What to produce – Transcribe the entire listing below exactly.

Source material –

****

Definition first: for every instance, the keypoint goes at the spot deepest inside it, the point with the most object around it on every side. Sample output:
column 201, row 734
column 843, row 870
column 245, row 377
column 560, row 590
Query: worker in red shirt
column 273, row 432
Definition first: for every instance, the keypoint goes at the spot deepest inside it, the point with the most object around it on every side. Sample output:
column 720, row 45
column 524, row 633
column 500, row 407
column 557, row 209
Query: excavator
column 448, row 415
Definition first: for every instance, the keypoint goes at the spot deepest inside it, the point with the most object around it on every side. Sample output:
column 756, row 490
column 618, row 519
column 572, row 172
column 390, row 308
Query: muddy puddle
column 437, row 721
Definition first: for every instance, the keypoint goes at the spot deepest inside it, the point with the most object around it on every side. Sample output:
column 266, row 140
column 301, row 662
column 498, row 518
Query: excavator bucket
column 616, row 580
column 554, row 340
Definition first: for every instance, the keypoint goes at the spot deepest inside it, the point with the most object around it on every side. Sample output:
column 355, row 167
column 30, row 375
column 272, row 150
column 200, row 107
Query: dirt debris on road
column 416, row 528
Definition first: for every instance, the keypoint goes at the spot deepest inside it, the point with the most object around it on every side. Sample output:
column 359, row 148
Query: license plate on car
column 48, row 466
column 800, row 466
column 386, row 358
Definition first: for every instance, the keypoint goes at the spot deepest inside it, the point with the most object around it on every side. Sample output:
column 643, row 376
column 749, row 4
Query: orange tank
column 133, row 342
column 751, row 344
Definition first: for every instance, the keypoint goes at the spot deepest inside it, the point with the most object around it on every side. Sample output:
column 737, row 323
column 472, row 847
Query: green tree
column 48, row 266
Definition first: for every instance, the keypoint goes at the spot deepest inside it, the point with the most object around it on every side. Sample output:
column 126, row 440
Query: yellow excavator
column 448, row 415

****

Output below –
Definition first: for every instance, the keypoint goes at the spot deepest inside it, the point with the most object around it on every side. Sample output:
column 201, row 734
column 843, row 870
column 245, row 377
column 560, row 590
Query: worker in red shirt
column 273, row 432
Definition first: for every instance, the keypoint goes at the spot deepest inside it, the point with the most object around it on every side. Sample output:
column 720, row 45
column 524, row 633
column 500, row 407
column 557, row 209
Query: excavator
column 448, row 415
Definition first: for every instance, the keypoint goes at the spot deepest inside it, the point with the most object around it on every side. Sample output:
column 756, row 490
column 618, row 519
column 572, row 172
column 390, row 308
Query: muddy puddle
column 437, row 721
Definition first: for every instance, the keypoint goes at the spot deepest inside it, the point with the most object around it on every side. Sample output:
column 266, row 140
column 301, row 662
column 498, row 518
Query: excavator bucket
column 616, row 580
column 554, row 340
Definition first: for every instance, the keypoint goes at the spot deepest inside it, the point with the most object around it on every side. Sample output:
column 355, row 167
column 30, row 375
column 272, row 150
column 200, row 107
Query: dirt debris on road
column 416, row 528
Definition first: for every instance, the keypoint goes at the spot deepest inside it, the point with the most object around it on every side. Sample output:
column 359, row 148
Query: license plate on car
column 48, row 466
column 800, row 466
column 386, row 358
Definition first: for every instance, the keypoint goes at the spot deepest inside it, the point with the most object around it on every side. Sample output:
column 643, row 376
column 749, row 4
Query: orange tank
column 133, row 342
column 751, row 344
Definition first: for every instance, the keypoint goes at the spot deepest inside it, the point with the most object around it on every side. Sample output:
column 737, row 323
column 472, row 847
Query: green tree
column 48, row 266
Definition first: for every instance, the keypoint goes at the spot deepest inside it, the point with the most object around it on every side. Sample output:
column 126, row 440
Query: yellow excavator
column 448, row 415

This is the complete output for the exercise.